Selected text.
Yesterday I got my Malaria pills from Costco. We’ll start taking them next week before we leave for Mali on Friday. Mal-aria= Bad Air. They once thought the bad air in low swamp lands caused this sickness. In 1880 Charles Louis Alphonse Laveran, a French army surgeon stationed in Algeria, was the first to notice parasites in the blood of a patient suffering from Malaria. He received the Nobel Prize for this discovery in 1907.
In 1897, a British officer in India named Ronald Ross discovered that malaria parasites could be transmitted from infected patients to mosquitoes, and from mosquitoes to birds. He also won a Nobel Prize. Then in 1899 other inquisitive Italians took mosquitoes infected by feeding on a patient in Rome to London where they bit 2 volunteers, both of whom developed malaria. The mystery of a disease known for at least 4000 years was solved.
I recently read a Nauvoo-era journal written by Elias Smith, who mentioned spending the night of 23 April 1839 in tent of my 3rd great-grandpa, Theodore Turley. I had been looking for Theodore and found him there. But equally as interesting to me were the pages of descriptions of the illness and disease rampant in that area. Every day Elias reported on the sickness that lead to death among his family members.
He used words like these to describe their maladies: ague, fever, tremendous shakes, teeth aches, headaches, burning with violent fever, bilious fever, sinking very fast, most sick or taking care of sick, that loathsome disease, much sickness in the land, giving daily accounts of how everyone was feeling (mostly not well).
In this small 1836-1840 journal, Elias recorded in a tired scrawl, the hardships of each day. As I read these descriptions, I knew exactly what he was describing: Malaria. I’ve had Malaria. I was once bitten by a mosquito immune to the Chloroquine medication I was taking when I lived in Nigeria. I lived in the delirious state Elias described. Eventually I got better and eventually I returned home.

Supplied information.

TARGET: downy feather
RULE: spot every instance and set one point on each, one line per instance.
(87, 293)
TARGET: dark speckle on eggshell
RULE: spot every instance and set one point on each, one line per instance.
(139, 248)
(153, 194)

Tasks and exercises.
1/ Change "ague" to "chills" in the stretch of the malaria text from "He used words" through "(mostly not well).", and give that stretch.
2/ List every person named in the malaria text.
3/ According to the malaria text, in what year did Laveran receive the Nobel Prize?
The listing is independent material with no connection to the malaria text.

Task-by-task outputs.
1/
He used words like these to describe their maladies: chills, fever, tremendous shakes, teeth aches, headaches, burning with violent fever, bilious fever, sinking very fast, most sick or taking care of sick, that loathsome disease, much sickness in the land, giving daily accounts of how everyone was feeling (mostly not well).

2/ Charles Louis Alphonse Laveran, Ronald Ross, Elias Smith, Theodore Turley

3/ 1907